§ **INSTRUCTIONS FOR THE TASK**:
Retype every line of the listing below exactly as it appears.

──────── RECORDS FOR THE TASK

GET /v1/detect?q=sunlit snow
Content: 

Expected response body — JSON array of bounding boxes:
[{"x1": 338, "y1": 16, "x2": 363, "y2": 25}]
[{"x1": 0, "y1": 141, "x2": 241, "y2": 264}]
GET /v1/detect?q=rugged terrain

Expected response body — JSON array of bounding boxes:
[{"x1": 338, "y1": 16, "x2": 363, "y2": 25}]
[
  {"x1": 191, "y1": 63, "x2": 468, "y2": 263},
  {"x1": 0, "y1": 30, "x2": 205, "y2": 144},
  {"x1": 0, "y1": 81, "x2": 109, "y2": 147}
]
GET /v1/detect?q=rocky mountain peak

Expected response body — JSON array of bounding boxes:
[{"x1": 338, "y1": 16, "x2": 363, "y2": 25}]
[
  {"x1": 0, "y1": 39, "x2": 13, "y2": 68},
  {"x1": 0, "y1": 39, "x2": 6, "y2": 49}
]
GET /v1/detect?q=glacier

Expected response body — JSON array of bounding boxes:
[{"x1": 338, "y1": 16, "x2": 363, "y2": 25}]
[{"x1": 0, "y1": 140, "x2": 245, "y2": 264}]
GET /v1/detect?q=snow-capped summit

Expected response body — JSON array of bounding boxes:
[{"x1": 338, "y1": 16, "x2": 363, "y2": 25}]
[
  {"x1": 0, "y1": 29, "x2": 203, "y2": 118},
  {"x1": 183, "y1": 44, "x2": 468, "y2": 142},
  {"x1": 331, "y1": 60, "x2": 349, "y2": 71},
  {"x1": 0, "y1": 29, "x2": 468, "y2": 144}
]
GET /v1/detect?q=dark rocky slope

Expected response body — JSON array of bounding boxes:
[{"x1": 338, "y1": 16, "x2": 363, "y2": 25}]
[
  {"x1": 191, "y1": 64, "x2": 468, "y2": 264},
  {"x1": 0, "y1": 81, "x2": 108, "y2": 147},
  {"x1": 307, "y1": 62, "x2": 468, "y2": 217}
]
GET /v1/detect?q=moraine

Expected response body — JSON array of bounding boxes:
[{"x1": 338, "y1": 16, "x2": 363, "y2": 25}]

────────────────

§ **REPLY**:
GET /v1/detect?q=sunlit snow
Content: 

Expected response body — JSON array of bounding boxes:
[{"x1": 338, "y1": 16, "x2": 363, "y2": 25}]
[{"x1": 0, "y1": 141, "x2": 241, "y2": 264}]
GET /v1/detect?q=rugged terrain

Expected response body — JSON array of bounding boxes:
[{"x1": 338, "y1": 16, "x2": 363, "y2": 25}]
[
  {"x1": 191, "y1": 63, "x2": 468, "y2": 263},
  {"x1": 0, "y1": 30, "x2": 205, "y2": 144},
  {"x1": 0, "y1": 81, "x2": 109, "y2": 147}
]
GET /v1/detect?q=rocky mountain peak

Expected response body — JSON array of bounding boxes:
[{"x1": 338, "y1": 16, "x2": 363, "y2": 25}]
[
  {"x1": 0, "y1": 39, "x2": 13, "y2": 68},
  {"x1": 0, "y1": 39, "x2": 6, "y2": 49}
]
GET /v1/detect?q=glacier

Expected response body — JSON array of bounding boxes:
[{"x1": 338, "y1": 16, "x2": 363, "y2": 25}]
[{"x1": 0, "y1": 140, "x2": 245, "y2": 264}]
GET /v1/detect?q=snow-capped summit

Expected response body — JSON array of bounding boxes:
[{"x1": 338, "y1": 16, "x2": 363, "y2": 25}]
[
  {"x1": 0, "y1": 29, "x2": 203, "y2": 118},
  {"x1": 183, "y1": 44, "x2": 468, "y2": 142},
  {"x1": 331, "y1": 60, "x2": 349, "y2": 71},
  {"x1": 0, "y1": 29, "x2": 468, "y2": 144}
]
GET /v1/detect?q=dark rocky slope

Expected response body — JSON array of bounding boxes:
[{"x1": 338, "y1": 16, "x2": 363, "y2": 25}]
[
  {"x1": 191, "y1": 64, "x2": 468, "y2": 264},
  {"x1": 0, "y1": 81, "x2": 108, "y2": 147},
  {"x1": 307, "y1": 62, "x2": 468, "y2": 217}
]
GET /v1/detect?q=moraine

Expected response body — JSON array of bounding boxes:
[{"x1": 338, "y1": 16, "x2": 363, "y2": 25}]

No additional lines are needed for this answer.